■ Records for this task:

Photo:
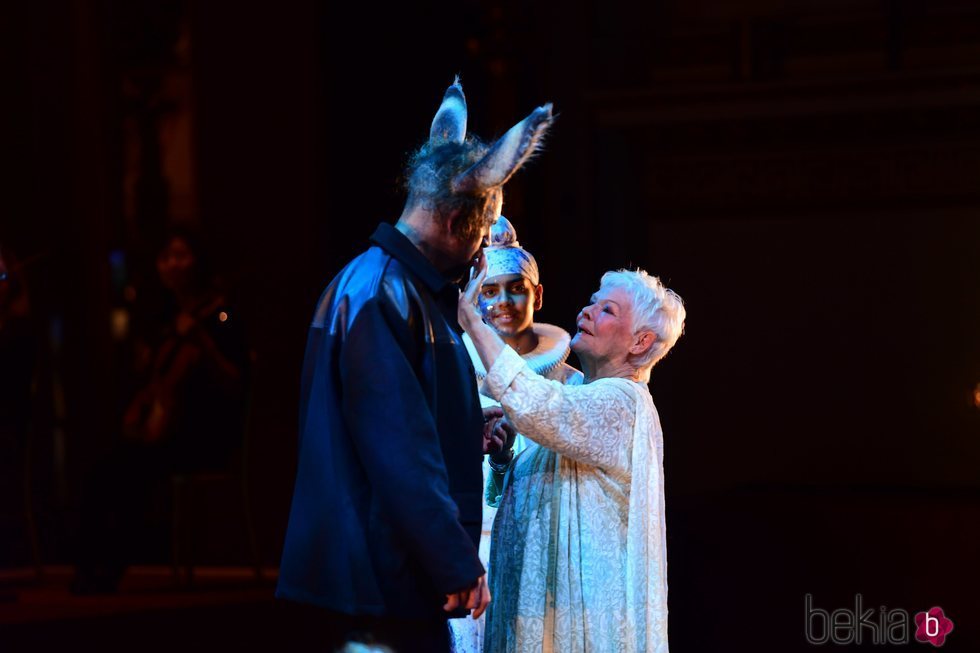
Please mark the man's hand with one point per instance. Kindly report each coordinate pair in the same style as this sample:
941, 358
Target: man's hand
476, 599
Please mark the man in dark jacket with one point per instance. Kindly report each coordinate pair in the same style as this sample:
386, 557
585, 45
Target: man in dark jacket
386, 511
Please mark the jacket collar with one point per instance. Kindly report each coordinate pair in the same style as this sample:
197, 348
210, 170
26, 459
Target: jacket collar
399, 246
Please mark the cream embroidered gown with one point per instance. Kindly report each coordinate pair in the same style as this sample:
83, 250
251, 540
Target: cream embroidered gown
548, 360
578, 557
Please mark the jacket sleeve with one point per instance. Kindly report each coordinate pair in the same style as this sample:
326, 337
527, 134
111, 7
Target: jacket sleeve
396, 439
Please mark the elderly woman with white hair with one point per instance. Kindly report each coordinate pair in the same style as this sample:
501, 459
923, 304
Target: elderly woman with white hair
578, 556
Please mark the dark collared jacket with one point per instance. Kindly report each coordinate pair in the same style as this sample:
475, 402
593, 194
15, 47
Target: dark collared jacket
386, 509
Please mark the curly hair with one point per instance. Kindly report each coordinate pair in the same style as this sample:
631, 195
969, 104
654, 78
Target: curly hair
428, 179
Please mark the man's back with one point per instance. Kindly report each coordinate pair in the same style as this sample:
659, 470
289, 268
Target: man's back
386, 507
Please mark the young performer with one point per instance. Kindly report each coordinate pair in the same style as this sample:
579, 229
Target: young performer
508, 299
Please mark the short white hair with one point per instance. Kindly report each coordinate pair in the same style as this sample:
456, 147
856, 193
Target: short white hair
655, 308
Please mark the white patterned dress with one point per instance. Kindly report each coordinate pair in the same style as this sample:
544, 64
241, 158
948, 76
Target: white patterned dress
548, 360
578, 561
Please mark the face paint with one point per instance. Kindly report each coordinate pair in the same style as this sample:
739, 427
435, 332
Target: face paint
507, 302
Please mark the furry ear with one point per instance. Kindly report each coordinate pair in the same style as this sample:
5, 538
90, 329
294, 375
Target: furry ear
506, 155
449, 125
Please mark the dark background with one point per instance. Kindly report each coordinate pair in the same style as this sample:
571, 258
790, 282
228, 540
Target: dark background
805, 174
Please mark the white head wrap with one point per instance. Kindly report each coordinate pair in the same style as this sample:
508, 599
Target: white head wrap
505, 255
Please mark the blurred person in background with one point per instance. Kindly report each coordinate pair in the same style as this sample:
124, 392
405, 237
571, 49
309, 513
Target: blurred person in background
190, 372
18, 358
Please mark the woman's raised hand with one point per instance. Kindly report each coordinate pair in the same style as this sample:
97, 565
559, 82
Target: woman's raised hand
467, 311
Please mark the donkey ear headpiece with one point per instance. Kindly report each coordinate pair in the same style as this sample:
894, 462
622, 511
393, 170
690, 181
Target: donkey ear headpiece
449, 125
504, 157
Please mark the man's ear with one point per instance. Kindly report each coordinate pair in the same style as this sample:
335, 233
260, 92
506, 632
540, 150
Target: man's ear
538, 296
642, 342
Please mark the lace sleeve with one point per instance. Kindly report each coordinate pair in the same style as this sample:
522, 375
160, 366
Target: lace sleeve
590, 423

■ Task to carry out:
Transcribe the records above exactly, omitting every picture they contain.

■ Output of the exercise:
Photo:
Please mark the man's hand with one point per instance. Kindly report each coordinate pair in the same style as this sample:
941, 358
Target: man's hand
476, 599
Please mark the man in dark jacket with one point per instance. Kindly report each coordinate pair in the same style as this sample:
386, 557
585, 45
Target: man in dark jacket
386, 511
Please mark the jacket collar with one point per instance. Kindly report each coordinate pair in the same style as this sample:
197, 348
210, 170
26, 459
Target: jacket collar
399, 246
Please mark the cream embroidered gown with one point per instance. Kindly report each coordinate pair in the same style as this sample:
83, 250
251, 540
Target: cream embroidered gown
548, 360
578, 557
Please mark the jacket sleeve with one point per instance. Kindly report each coordinate pair in the same style as this sample:
326, 337
527, 134
111, 7
Target: jacket sleeve
396, 439
Please mark the elderly woman with white hair with one point per instance. Kindly report each coordinate pair in the same style as this sample:
501, 459
923, 304
Target: elderly woman with white hair
578, 556
Please mark the dark collared jacket with one point per instance. Kindly report each coordinate pair in the same style as this sample:
475, 402
593, 194
15, 47
Target: dark collared jacket
386, 509
Please mark the curly hair with one point per instance. Kindly report each coordinate pair in the same style as this sample:
631, 195
969, 104
654, 78
Target: curly hair
428, 179
Please mark the man's back with one point per instance. Kindly report each coordinate pair in the same style as this sample:
659, 470
289, 268
Target: man's back
386, 507
Please mark the young performer with one point per instance. Kindly report each coordinate pair in the same style as this sample:
579, 229
Target: young performer
508, 299
Please mark the short white hair with one point per instance. Kindly report each coordinate pair in the same style as this sample:
456, 147
856, 193
Target: short white hair
655, 308
Please mark the white patterned dress with one point per instance. Kindly report each coordinate pair in the same style as this sample:
544, 64
241, 158
948, 76
Target: white patterned dress
548, 360
578, 561
Please mark the face paint with one point per instance. Kindly report each coordinate pair in the same style as this sample:
739, 427
435, 332
Target: face paint
507, 302
Please mark the furry ear with one point per instance. Kindly report each coordinate pair in the same style as this sample:
5, 538
90, 329
294, 375
Target: furry ear
506, 155
449, 125
Please mark the dark background with one point per instance. Kindly report each coordinate pair in the same style as this sample:
571, 258
790, 282
228, 540
Target: dark background
805, 174
Please mark the white head wrap with one point per instance. Kindly report each coordinate pair in the same style as this sample:
508, 599
Target: white head wrap
505, 255
Please mark the blurred person in background with one point per instance. Kindly report each coordinate pair in the same style as this sample:
124, 392
405, 237
571, 49
309, 513
Target: blurred person in background
190, 372
18, 358
Please mark the woman's raised hand with one point per instance. Kindly report each coordinate pair in the same style as this sample:
97, 565
559, 82
Target: woman's raised hand
467, 311
Please mark the donkey ear headpiece with one point per instance. Kindly report each coordinate pair in the same style as this sample:
894, 462
622, 511
393, 170
690, 181
Target: donkey ear headpiece
449, 125
504, 157
Please mark the man's ear with one point per instance. Kindly report each coordinate pair in the same style as this sample:
335, 233
260, 92
506, 632
540, 150
Target: man's ear
538, 296
642, 342
Please mark the lace sleeve with one point per instance. Kindly report each coordinate pair in the same style as this sample:
522, 375
160, 366
Target: lace sleeve
590, 423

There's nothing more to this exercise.